Top of Information provided
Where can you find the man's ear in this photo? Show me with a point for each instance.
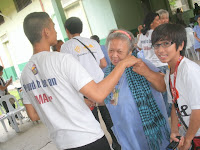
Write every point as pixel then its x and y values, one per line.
pixel 181 46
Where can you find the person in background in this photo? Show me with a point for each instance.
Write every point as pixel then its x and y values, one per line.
pixel 197 38
pixel 87 51
pixel 103 109
pixel 182 82
pixel 164 16
pixel 54 85
pixel 57 46
pixel 152 21
pixel 136 107
pixel 196 9
pixel 4 91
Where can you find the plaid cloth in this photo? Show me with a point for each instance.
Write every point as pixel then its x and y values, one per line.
pixel 152 119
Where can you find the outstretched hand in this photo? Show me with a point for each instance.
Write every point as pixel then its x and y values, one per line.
pixel 173 138
pixel 130 61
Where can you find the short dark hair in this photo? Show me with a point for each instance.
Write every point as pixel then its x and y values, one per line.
pixel 171 32
pixel 1 68
pixel 74 25
pixel 149 18
pixel 33 25
pixel 95 37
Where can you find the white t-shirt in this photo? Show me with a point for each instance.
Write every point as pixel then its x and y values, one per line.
pixel 52 81
pixel 145 44
pixel 83 55
pixel 2 93
pixel 188 85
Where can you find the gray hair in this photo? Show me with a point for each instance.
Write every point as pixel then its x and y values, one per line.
pixel 122 35
pixel 162 11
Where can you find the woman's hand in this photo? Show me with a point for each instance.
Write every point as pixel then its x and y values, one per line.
pixel 89 103
pixel 173 138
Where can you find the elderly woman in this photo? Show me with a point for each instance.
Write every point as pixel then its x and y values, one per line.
pixel 136 108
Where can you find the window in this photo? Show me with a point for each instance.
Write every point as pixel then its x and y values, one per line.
pixel 1 18
pixel 21 4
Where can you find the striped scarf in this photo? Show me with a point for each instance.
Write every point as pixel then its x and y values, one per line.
pixel 152 119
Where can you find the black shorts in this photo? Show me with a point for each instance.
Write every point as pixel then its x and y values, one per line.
pixel 100 144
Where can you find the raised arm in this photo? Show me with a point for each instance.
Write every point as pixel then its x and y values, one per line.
pixel 31 112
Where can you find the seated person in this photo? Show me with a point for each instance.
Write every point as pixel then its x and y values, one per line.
pixel 136 107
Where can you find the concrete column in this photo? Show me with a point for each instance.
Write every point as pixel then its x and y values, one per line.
pixel 60 16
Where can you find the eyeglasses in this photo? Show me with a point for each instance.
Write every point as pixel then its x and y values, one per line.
pixel 164 45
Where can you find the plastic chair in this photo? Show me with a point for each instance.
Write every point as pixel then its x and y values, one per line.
pixel 13 111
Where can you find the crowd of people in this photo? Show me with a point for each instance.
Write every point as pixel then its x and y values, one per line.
pixel 135 86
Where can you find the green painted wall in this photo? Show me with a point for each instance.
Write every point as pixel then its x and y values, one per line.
pixel 128 14
pixel 100 17
pixel 163 4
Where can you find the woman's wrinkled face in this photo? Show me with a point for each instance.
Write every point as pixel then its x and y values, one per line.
pixel 164 18
pixel 117 50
Bottom of Information provided
If the data includes images, skip them and copy every line exactly.

Where can you find the man's ear in this photo? Show me with a point for each instance.
Write every point as pixel then its x and y values, one per line.
pixel 181 46
Where can you find the person in background in this photo? Show me with a point for each instance.
Write every point as pixel then its x and y values, one per line.
pixel 197 38
pixel 87 51
pixel 103 109
pixel 182 82
pixel 164 16
pixel 54 85
pixel 57 46
pixel 152 21
pixel 136 107
pixel 196 9
pixel 4 91
Where can you find the plaid cloth in this photo? Show me with a point for each instance.
Write every point as pixel then its x and y values, one per line.
pixel 152 119
Where can you find the outstretched hand in this photo? Show me with a point for each instance.
Write every point as pixel then its x and y values, one per line.
pixel 173 138
pixel 130 61
Where can you find the short dark hair in this photo? Show me with a point for each instance.
Write every point as pixel then its x and y values, one per line.
pixel 171 32
pixel 1 68
pixel 74 25
pixel 149 18
pixel 33 25
pixel 95 37
Where can you find the white t-shirt in this photo? Show me with a point for each instance.
Write every point as pixel then its x and y values, one per line.
pixel 52 81
pixel 145 44
pixel 83 55
pixel 2 93
pixel 188 85
Where can you find the gray hair in this photo? Show me with a point for each instance.
Write every point as pixel then its x and y values, one per line.
pixel 122 35
pixel 162 11
Where can you find the woman's hand in this photo? Show me with a point for each instance.
Write every point as pixel then its x and y values, one per line.
pixel 89 103
pixel 173 138
Where can you find the elderly woman in this photo? Show me with a point for each instance.
Write every point as pixel then its x and y values, one per line.
pixel 136 108
Where can you find the window in this photo? Show me with a point for each instance.
Write every point as pixel then its x and y values, one per line.
pixel 1 18
pixel 21 4
Where can you find the striped scarf in this photo? Show me with a point for each instance.
Write every point as pixel then its x and y values, one per line.
pixel 152 119
Where can you find the black shorts in this photo? Show me with a point for each instance.
Write every point as pixel then its x and y values, one per line.
pixel 100 144
Where can you find the raised arm in this photo? Show me with a point for each instance.
Write every point as pixel then its x and y values, one per line.
pixel 31 112
Where can you find the seated person in this photo? Show me with a point for each instance.
Write every point as pixel then its x and y values, one per line.
pixel 136 107
Where can you find the concrete column in this photo? Show me with a point for each instance.
Write every point as pixel then its x and y values, one per line.
pixel 60 16
Where can you find the eyeglasses in this photo? Show me with a point for each instance.
Write every point as pixel then its x and y values, one per line.
pixel 164 45
Where can you find the plastic chair in this photo? Show me with a point for each instance.
Write every point as pixel then its x and y values, one per line.
pixel 13 111
Where can you find the crowd of people in this photo? Show me with a point for each instance.
Write every point as pixel then its x and y values, one per line.
pixel 135 86
Where can you find the green painted wall in this photo? Show me with a point for each instance.
Write every point as pixel then its x and y values, one per line.
pixel 128 14
pixel 100 17
pixel 163 4
Where can you find the woman's wrinkled face in this photo? Show me with a point for each instance.
Write every point as pixel then its x and y values, one per line.
pixel 164 18
pixel 117 50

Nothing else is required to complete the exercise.